• Given text
* * *

Of notable mention, the wave form of MADH resembles Ehlers' "Reverse EMA" Indicator, formerly revealed in the September 2017 issue of TASC. Many variations of the "Reverse EMA" were published in TradingView's Public Library.
█ FEATURES
Three values in the script's "Settings/Inputs" provide control over the oscillators behavior:
• The price source
• A "Short Length" with a default of 8, to manage the lower band edge of the oscillator
• The "Dominant Cycle", originally set at 27, which appears to be a placeholder for an adaptive control mechanism
Two coloring options are provided for the line's fill:
• "ZeroCross", the default, uses the line's position above/below the zero level. This is the mode used in the top version of MADH on this chart.
• "Momentum" uses the line's up/down state, as shown in the bottom version of the indicator on the chart.

* * *

• Extracted entries

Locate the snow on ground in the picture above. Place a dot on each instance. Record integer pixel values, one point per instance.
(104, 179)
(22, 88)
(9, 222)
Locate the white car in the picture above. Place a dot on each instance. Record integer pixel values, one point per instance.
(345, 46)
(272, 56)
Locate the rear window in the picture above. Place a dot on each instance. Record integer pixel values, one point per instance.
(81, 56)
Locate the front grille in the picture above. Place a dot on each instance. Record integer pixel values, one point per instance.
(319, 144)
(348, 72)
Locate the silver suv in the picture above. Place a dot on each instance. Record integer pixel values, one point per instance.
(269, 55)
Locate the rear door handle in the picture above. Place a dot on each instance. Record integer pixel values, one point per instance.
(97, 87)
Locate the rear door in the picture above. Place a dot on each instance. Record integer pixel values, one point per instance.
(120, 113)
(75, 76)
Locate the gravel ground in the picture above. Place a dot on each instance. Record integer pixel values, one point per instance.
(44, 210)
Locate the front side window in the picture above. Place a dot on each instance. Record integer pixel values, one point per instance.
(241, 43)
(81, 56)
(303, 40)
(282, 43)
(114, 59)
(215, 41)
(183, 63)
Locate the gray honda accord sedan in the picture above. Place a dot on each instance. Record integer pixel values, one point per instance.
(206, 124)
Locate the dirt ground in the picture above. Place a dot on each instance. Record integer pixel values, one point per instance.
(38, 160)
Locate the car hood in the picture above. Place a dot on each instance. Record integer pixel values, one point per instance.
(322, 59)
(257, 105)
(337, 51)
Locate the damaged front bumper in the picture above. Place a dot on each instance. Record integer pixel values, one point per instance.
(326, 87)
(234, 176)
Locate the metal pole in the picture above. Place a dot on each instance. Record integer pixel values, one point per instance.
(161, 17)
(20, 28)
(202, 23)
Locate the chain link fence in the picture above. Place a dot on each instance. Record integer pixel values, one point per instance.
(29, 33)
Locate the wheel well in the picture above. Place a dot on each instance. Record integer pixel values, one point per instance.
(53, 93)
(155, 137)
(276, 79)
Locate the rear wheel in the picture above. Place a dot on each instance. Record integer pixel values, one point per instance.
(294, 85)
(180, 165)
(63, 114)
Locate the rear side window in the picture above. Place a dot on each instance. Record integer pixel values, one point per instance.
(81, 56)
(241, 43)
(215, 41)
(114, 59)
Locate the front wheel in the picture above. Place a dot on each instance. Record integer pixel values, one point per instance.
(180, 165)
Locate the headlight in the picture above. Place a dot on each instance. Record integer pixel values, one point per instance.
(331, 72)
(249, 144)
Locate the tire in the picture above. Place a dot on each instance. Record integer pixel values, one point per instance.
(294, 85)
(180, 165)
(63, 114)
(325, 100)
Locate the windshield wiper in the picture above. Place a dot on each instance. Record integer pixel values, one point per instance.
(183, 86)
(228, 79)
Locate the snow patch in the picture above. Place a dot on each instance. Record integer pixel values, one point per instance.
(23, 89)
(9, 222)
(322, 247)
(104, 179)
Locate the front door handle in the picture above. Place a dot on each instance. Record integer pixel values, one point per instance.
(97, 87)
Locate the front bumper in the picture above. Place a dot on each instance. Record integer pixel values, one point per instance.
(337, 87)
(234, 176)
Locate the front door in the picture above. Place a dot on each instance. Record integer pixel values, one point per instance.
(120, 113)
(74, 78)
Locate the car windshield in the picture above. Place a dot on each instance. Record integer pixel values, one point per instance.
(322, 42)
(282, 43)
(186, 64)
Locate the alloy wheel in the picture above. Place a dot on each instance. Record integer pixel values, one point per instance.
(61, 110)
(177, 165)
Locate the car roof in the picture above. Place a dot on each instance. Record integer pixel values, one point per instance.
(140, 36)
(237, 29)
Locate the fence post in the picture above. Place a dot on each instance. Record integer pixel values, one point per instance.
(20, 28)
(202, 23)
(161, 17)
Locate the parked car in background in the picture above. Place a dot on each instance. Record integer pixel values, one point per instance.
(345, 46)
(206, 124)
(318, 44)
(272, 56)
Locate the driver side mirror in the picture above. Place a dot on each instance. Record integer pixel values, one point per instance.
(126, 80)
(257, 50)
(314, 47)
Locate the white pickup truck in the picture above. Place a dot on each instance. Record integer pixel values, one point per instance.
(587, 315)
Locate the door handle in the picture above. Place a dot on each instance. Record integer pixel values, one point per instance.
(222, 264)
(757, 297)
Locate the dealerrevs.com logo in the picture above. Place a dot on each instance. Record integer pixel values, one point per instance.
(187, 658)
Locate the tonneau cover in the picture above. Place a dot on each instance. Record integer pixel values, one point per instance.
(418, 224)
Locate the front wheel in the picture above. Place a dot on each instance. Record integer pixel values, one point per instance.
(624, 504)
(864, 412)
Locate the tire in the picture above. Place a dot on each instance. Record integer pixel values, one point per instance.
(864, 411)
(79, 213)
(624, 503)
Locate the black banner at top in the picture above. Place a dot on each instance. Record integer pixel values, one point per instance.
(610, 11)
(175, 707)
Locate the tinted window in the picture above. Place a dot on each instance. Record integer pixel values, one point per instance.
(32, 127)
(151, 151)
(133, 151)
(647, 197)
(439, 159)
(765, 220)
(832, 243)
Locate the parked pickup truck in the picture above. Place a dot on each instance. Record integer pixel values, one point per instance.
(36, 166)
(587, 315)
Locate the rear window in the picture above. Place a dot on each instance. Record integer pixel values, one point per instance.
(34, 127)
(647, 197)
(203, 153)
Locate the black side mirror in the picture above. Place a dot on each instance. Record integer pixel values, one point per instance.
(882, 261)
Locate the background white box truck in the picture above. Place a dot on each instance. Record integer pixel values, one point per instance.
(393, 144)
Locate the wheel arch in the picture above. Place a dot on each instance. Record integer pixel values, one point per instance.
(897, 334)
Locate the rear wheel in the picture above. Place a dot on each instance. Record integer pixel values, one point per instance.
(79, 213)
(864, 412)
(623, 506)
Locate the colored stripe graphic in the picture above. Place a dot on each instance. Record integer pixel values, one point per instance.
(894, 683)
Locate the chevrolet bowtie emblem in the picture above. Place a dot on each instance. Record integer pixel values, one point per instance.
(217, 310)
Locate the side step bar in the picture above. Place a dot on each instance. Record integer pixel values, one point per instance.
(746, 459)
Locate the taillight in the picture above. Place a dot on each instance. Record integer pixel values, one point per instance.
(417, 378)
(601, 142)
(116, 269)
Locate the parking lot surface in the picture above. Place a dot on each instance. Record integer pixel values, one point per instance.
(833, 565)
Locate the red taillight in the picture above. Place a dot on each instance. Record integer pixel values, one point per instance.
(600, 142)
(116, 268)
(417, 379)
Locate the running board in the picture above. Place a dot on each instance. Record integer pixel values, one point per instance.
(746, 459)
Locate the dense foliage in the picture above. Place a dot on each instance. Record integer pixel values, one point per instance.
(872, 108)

* * *

• Given request
In the text on the MADH indicator, what is the original setting of the "Dominant Cycle" input? The items are separate material.

• Finished task
27